Point annotation dataset records
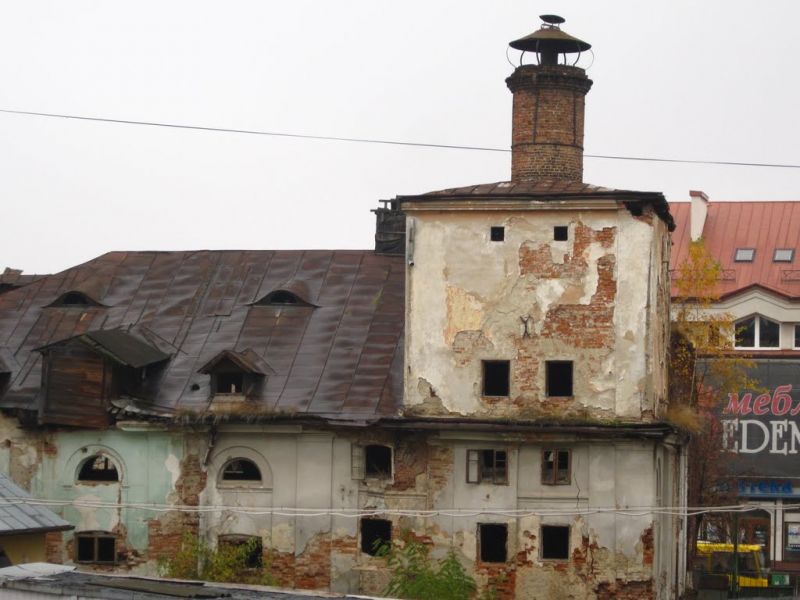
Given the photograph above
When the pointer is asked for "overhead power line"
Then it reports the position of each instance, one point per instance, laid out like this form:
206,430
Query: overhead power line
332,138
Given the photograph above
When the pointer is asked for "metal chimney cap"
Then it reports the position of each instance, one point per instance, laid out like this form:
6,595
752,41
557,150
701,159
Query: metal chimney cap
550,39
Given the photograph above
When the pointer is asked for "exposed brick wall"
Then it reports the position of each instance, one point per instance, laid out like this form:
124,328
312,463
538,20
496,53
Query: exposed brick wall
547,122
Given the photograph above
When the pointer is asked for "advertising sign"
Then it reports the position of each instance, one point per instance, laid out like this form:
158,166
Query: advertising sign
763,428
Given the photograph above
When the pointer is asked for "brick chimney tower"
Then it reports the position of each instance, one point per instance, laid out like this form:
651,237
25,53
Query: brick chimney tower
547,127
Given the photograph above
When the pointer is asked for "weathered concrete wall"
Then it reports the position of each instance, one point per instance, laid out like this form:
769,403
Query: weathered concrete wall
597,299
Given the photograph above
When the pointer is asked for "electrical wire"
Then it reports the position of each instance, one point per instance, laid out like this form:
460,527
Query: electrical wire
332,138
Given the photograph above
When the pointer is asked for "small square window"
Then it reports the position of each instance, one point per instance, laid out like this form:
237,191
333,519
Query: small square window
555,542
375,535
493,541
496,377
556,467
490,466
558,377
--
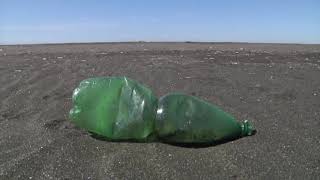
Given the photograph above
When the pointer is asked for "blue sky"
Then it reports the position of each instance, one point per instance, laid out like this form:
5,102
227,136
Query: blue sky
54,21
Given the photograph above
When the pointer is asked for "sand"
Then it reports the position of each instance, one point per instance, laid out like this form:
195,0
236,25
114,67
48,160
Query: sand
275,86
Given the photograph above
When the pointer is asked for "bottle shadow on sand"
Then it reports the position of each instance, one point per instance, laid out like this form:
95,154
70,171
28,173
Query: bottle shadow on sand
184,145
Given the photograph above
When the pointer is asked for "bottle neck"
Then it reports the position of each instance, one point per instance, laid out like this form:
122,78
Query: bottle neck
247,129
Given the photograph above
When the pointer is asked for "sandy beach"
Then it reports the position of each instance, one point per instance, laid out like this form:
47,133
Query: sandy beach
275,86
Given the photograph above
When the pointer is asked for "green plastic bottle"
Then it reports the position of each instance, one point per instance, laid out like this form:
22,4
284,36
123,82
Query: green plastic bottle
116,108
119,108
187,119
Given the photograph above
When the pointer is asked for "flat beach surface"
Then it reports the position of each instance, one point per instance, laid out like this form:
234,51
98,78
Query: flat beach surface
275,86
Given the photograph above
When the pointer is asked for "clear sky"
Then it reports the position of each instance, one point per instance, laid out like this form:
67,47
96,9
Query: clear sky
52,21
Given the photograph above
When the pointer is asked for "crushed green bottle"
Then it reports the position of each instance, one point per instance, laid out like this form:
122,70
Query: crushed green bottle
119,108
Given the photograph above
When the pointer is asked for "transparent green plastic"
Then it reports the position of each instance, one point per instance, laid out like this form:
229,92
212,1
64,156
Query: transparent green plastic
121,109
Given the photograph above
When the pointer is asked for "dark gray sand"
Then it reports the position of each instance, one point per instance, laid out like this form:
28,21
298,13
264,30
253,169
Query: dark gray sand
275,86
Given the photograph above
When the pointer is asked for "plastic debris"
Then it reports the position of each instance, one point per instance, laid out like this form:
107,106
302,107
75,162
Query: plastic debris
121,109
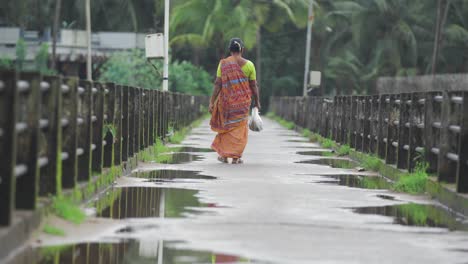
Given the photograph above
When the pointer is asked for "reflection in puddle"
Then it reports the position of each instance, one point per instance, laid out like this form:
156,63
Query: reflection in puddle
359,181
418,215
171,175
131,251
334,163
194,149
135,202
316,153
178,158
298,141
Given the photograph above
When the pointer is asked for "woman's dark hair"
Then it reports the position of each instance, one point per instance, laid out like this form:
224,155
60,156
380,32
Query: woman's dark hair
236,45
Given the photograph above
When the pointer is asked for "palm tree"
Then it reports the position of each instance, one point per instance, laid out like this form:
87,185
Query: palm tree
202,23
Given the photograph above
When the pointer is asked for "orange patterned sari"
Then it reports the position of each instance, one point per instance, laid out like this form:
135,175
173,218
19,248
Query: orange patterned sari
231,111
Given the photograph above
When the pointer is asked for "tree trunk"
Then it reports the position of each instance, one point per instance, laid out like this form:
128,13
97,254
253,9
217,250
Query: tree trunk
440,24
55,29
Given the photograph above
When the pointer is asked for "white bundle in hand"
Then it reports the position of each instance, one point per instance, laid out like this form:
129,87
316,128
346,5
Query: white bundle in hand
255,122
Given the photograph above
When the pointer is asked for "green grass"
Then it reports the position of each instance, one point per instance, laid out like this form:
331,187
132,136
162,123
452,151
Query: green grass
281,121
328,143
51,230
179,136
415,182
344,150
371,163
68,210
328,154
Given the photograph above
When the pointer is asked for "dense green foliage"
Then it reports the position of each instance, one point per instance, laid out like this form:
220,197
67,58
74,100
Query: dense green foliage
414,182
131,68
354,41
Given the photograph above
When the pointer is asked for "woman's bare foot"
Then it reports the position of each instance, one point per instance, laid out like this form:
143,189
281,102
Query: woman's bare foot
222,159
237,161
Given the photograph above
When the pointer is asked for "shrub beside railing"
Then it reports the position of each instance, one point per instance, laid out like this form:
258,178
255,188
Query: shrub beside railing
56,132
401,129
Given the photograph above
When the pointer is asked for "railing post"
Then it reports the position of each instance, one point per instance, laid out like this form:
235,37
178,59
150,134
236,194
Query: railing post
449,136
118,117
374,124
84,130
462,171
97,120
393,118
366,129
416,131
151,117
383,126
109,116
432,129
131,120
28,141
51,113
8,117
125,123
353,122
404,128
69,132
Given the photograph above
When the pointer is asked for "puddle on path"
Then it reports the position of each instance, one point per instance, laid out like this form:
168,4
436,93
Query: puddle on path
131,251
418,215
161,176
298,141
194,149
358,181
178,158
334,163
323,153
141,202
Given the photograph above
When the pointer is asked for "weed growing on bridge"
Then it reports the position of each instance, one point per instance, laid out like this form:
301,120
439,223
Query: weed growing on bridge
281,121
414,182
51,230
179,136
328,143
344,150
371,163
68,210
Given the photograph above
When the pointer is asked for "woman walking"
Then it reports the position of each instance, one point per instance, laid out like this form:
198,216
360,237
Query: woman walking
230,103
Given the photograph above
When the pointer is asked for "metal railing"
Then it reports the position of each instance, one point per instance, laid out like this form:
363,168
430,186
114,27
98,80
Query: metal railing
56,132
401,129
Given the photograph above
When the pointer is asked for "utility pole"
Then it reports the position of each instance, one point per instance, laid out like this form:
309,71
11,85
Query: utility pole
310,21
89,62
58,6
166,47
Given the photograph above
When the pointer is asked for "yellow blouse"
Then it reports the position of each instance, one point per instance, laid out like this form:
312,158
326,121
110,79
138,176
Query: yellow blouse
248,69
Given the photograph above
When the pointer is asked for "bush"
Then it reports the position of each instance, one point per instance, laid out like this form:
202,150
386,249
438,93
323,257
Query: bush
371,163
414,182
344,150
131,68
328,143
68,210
...
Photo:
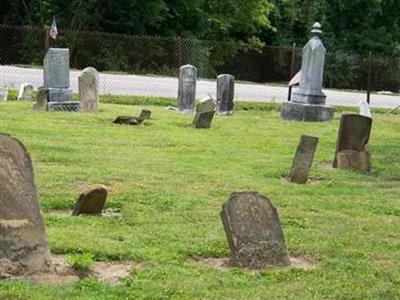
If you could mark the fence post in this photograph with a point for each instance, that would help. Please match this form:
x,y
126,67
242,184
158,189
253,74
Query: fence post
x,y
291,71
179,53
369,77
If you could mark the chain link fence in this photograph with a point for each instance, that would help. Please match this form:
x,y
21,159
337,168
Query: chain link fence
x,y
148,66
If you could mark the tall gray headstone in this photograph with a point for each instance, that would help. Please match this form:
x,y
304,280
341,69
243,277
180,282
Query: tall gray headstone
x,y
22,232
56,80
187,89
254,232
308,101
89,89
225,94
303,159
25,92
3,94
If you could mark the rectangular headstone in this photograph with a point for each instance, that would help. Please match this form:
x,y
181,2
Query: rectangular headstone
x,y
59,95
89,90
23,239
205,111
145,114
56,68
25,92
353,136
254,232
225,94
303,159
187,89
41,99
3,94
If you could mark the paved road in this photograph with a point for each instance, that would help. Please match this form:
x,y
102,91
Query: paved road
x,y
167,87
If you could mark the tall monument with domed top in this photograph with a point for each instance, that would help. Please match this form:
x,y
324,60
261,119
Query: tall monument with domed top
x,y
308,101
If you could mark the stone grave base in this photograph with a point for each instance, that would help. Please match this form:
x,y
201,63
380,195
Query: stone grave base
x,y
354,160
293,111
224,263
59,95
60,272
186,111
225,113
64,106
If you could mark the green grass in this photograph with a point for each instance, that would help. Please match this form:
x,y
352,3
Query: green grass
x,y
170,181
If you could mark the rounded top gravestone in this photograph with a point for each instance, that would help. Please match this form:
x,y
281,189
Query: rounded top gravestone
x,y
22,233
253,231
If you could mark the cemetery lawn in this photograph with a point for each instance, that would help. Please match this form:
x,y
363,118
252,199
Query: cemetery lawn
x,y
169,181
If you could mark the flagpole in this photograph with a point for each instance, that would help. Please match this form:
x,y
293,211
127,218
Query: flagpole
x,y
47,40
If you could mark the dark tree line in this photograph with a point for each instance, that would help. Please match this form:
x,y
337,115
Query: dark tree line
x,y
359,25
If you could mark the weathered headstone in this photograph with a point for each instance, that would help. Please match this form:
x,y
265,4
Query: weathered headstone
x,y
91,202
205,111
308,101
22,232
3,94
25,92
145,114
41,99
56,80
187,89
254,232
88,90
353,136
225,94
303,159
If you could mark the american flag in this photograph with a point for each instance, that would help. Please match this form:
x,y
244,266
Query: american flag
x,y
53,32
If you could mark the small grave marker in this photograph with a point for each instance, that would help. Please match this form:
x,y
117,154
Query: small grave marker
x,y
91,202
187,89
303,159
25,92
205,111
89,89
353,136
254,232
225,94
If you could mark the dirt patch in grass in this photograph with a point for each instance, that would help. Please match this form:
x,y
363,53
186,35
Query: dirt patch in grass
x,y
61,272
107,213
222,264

Exercise task: How many lines in the records above contain the string "paved", with case taken into account? Reply with the number alone.

Answer for the task: 2